[Extracted text Boundary: Start]

As a result of their actions Captain Edwards would put forward their names for special recognition. He made specific mention of Dick Hopkin’s on-going good work by advising that, “Sapper Hopkins had on several occasions repaired lines cut by the enemy’s fire at considerable risk,” and noting that Lieutenant Arthur Alexander “considers Sapper Hopkins the best sapper in his section for work requiring pluck and coolness.”12

Unfortunately, Dick Hopkins was killed within a month of this gallant action and was never decorated for his bravery. On 1 June he was sent as part of an advance party to prepare bivouacs for his Section in a new location. Lieutenant Alexander later explained that “as they were leaving the sap, by which they were to reach the new post, [he] was shot in the head,” suffering a compound fracture of the skull; “everything possible was done for him then, and he was removed to hospital almost immediately.”13 Dick Hopkins died at sea the following day and is now commemorated on the Lone Pine Memorial. Lieutenant Alexander lamented that:

The remainder of the section feel his loss very keenly, as he was immensely popular with all with whom he came in contact, and personally I know I have lost one of my most valuable men...his loss to me is serious, as he was a good soldier and a brave man, and always carried out his work cheerfully and well.14

Harry Langdon would also die as a result of his service on the Peninsula, although from a less visible enemy. The poor sanitary conditions at Anzac Cove caused him to suffer gastro enteritis and be evacuated to Lemnos Island on 23 June 1915.15 Fortunately, Harry Langdon regained his constitution at the No.2 Australian Stationary Hospital at Mudros before being ‘discharged to duty’ a fortnight later. However, the Mediterranean summer continued to contribute to an increase in sickness cases, and he was evacuated within a month with the more serious enteric fever. Taken by hospital ship to Alexandria, Harry Langdon was assessed as being “dangerously ill” by a doctor on 4 August and died the following day.16 He was subsequently buried in the Chatby Military Cemetery. A comrade would later write to his father that:

It must be a great comfort to you to know what a true and faithful soldier Harold was. He was most highly esteemed by all the signal company for his devotion to duty, this undoubted coolness and courage in danger, and his kindness of nature.17

Despite being specifically recommended for gallantry on the slopes of Pope’s Hill during the attack on Dead Man’s Ridge neither Sapper Harold Langdon or Sapper Richard Hopkins were ever formally recognised with an award. They remain unsung Kiwi heroes of the Gallipoli campaign.

[Extracted text Boundary: End]
[Data extract Boundary: Start]

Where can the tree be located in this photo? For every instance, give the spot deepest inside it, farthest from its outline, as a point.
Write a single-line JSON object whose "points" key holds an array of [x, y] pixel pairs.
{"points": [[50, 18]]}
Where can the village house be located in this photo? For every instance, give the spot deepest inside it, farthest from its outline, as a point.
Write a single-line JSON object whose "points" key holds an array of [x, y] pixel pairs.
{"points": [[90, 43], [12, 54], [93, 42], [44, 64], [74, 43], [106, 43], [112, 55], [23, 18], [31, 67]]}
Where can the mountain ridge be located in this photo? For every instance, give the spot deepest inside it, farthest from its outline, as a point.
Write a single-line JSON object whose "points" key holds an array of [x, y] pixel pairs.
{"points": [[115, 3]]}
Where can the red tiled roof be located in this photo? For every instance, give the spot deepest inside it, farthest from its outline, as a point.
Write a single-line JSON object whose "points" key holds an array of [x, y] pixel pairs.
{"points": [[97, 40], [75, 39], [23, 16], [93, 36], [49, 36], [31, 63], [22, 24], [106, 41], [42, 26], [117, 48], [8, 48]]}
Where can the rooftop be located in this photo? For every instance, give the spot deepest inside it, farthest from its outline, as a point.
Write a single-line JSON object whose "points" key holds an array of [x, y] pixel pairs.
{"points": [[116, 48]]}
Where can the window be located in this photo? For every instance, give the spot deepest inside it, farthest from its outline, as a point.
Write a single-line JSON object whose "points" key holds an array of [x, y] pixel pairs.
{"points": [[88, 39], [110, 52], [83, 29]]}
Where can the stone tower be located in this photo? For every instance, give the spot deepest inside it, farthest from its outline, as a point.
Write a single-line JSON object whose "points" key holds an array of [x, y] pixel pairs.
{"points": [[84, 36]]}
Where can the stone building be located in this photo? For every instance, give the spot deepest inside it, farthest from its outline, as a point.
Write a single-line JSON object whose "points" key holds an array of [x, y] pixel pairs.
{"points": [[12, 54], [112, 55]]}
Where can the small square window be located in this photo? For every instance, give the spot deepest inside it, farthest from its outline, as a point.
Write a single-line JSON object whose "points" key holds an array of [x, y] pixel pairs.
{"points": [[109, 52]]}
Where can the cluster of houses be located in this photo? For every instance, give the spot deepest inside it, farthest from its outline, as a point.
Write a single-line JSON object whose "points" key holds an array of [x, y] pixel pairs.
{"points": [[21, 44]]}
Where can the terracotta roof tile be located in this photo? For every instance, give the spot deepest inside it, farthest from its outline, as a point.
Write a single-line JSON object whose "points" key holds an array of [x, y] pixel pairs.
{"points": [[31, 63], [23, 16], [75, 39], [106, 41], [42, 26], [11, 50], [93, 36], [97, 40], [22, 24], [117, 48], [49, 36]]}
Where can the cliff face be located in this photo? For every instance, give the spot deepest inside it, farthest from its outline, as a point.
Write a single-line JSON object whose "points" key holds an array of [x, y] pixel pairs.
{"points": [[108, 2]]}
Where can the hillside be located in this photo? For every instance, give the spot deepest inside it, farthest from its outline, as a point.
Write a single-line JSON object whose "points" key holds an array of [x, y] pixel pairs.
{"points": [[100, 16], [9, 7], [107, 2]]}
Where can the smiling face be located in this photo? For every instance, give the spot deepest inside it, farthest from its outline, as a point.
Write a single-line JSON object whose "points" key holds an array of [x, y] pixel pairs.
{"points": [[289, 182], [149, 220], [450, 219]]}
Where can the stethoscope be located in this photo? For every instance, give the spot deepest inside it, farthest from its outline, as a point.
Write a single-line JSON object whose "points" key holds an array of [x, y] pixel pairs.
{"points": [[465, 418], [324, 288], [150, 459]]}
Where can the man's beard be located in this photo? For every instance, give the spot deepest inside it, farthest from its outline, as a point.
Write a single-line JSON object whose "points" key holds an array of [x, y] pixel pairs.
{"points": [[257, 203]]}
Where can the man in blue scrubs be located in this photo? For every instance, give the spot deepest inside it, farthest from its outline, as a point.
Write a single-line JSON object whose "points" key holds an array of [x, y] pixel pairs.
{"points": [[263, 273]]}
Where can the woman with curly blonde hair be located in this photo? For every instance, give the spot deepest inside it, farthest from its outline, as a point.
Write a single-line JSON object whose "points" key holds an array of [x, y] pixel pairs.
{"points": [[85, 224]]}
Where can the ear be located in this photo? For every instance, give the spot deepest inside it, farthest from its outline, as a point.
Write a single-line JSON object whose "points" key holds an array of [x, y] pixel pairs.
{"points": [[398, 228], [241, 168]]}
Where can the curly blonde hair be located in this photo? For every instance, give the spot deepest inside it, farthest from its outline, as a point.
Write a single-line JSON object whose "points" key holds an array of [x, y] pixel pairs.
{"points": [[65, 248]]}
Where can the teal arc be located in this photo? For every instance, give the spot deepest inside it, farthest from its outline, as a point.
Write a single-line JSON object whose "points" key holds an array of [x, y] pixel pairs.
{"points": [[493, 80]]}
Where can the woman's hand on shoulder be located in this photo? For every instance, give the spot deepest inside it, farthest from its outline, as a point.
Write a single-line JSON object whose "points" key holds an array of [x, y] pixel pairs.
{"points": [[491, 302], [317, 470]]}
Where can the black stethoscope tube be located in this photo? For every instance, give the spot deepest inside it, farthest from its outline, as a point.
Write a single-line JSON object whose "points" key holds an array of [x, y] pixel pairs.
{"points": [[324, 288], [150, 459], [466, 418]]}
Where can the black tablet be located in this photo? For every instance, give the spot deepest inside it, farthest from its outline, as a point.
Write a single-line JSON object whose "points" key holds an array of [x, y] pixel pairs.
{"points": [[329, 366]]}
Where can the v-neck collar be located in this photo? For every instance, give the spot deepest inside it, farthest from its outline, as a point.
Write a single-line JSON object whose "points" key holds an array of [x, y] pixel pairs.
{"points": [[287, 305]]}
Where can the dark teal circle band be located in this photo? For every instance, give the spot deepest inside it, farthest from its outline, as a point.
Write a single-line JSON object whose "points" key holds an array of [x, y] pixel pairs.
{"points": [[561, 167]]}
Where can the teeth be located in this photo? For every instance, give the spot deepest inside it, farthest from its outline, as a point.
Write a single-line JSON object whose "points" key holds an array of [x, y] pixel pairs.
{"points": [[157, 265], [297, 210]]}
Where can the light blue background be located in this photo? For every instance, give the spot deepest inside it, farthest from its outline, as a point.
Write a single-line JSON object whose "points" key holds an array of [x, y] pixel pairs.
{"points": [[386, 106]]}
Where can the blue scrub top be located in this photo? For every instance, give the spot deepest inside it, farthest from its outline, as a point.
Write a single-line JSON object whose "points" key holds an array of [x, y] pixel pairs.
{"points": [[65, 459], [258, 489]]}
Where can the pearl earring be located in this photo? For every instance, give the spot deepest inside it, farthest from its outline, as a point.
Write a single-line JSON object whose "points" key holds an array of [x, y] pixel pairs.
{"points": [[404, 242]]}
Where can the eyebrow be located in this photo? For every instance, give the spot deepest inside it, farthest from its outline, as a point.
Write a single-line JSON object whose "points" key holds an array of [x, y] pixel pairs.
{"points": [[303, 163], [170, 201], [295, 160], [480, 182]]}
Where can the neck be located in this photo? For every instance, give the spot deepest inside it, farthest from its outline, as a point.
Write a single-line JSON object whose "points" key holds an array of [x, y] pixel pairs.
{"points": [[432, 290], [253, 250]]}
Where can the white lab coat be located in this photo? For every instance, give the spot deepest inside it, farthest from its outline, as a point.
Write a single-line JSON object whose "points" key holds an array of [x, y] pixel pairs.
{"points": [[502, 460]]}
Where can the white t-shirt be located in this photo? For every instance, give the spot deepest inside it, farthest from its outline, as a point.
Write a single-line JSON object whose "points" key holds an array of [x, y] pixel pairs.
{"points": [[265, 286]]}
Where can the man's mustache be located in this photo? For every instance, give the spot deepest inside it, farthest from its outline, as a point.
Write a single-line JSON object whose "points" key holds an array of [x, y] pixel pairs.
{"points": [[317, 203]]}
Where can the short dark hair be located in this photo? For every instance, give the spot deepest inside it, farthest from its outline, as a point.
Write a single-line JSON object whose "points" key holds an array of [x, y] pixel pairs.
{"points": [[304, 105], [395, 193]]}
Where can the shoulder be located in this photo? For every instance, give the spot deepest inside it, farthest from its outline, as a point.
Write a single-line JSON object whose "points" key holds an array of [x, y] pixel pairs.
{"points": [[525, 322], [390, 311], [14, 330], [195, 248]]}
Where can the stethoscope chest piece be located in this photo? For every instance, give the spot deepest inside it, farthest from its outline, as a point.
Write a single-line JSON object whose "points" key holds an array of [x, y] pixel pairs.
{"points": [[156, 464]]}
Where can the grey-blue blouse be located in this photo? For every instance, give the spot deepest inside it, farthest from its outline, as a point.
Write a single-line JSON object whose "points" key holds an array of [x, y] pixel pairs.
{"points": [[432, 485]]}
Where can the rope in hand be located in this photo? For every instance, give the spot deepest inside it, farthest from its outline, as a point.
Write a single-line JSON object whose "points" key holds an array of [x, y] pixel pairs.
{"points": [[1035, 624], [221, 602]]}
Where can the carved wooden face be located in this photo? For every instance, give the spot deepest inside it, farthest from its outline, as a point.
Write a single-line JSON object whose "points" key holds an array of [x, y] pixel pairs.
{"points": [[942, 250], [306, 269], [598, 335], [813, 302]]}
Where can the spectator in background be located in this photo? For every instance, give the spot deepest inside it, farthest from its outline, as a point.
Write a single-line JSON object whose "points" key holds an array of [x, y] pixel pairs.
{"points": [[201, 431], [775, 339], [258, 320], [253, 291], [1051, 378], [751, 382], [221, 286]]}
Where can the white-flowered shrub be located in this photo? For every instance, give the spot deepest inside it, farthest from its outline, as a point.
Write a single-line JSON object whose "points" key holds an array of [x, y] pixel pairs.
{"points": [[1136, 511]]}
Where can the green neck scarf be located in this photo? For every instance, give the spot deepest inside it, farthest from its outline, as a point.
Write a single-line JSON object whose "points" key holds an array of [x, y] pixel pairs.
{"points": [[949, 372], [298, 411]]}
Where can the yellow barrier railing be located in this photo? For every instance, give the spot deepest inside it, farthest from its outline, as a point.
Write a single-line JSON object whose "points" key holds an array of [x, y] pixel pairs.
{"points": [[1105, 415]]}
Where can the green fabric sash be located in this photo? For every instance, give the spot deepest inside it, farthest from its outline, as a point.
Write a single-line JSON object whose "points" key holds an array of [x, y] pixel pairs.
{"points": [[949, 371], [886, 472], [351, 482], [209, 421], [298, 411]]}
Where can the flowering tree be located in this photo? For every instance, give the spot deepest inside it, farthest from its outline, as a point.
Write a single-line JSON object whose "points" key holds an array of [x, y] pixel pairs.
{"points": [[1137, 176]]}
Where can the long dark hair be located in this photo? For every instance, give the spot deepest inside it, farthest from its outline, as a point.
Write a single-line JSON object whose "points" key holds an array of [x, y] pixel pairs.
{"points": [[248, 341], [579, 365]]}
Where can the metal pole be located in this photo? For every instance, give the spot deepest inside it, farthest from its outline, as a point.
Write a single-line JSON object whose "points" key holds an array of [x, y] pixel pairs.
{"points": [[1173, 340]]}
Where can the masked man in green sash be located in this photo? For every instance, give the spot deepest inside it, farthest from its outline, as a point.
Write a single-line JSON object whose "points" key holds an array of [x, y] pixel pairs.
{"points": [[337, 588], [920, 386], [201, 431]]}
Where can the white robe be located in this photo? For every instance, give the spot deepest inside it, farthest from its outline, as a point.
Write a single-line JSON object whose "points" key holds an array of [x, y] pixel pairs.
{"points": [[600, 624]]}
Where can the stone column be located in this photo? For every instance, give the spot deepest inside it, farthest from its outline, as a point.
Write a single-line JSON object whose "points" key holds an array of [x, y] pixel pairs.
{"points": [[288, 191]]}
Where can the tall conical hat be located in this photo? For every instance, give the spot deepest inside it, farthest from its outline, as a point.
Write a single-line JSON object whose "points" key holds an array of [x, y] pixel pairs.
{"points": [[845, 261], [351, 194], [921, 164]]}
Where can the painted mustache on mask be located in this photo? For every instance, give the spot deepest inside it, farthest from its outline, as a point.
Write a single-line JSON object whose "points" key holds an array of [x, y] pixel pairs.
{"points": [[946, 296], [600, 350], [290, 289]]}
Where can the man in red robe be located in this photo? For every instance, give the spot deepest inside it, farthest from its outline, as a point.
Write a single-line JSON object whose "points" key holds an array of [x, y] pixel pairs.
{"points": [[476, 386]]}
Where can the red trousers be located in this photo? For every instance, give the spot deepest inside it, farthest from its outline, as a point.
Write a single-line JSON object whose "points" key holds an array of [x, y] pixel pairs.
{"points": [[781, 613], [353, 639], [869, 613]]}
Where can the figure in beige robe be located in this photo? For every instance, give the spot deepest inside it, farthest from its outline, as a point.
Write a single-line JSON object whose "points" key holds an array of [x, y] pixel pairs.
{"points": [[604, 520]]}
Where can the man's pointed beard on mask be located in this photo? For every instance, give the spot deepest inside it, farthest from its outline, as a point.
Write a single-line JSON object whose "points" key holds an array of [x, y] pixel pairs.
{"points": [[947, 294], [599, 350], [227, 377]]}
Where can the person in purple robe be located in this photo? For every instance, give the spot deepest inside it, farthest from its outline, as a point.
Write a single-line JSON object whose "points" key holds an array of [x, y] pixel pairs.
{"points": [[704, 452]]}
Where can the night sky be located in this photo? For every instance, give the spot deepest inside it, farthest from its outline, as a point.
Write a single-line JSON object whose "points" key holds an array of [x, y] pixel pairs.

[Data extract Boundary: End]

Work order 1:
Echo a section of the Gallipoli text word for word. Begin at the words "It must be a" and stop after the words "the Gallipoli campaign.".
Work order 2:
Answer these questions from the Gallipoli text:
(a) On what date was Harry Langdon evacuated to Lemnos Island?
(b) On which memorial is Dick Hopkins commemorated?
(c) In which cemetery was Harry Langdon buried?
Work order 3:
Rewrite the paragraph of the Gallipoli text that begins "Harry Langdon would also die" as a list that keeps its main facts.
Rely only on the Gallipoli text for everything that follows.

Output 1:
It must be a great comfort to you to know what a true and faithful soldier Harold was. He was most highly esteemed by all the signal company for his devotion to duty, this undoubted coolness and courage in danger, and his kindness of nature.17

Despite being specifically recommended for gallantry on the slopes of Pope’s Hill during the attack on Dead Man’s Ridge neither Sapper Harold Langdon or Sapper Richard Hopkins were ever formally recognised with an award. They remain unsung Kiwi heroes of the Gallipoli campaign.

Output 2:
(a) 23 June 1915
(b) The Lone Pine Memorial
(c) The Chatby Military Cemetery

Output 3:
- Harry Langdon also died as a result of his service on the Peninsula, but from a less visible enemy.
- The poor sanitary conditions at Anzac Cove gave him gastro enteritis.
- On 23 June 1915 he was evacuated to Lemnos Island.
- He recovered at the No.2 Australian Stationary Hospital at Mudros and was discharged to duty a fortnight later.
- Sickness cases kept increasing over the Mediterranean summer, and within a month he was evacuated again with enteric fever.
- A hospital ship took him to Alexandria. On 4 August a doctor assessed him as "dangerously ill," and he died the following day.
- He was buried in the Chatby Military Cemetery.
- A comrade later wrote to his father.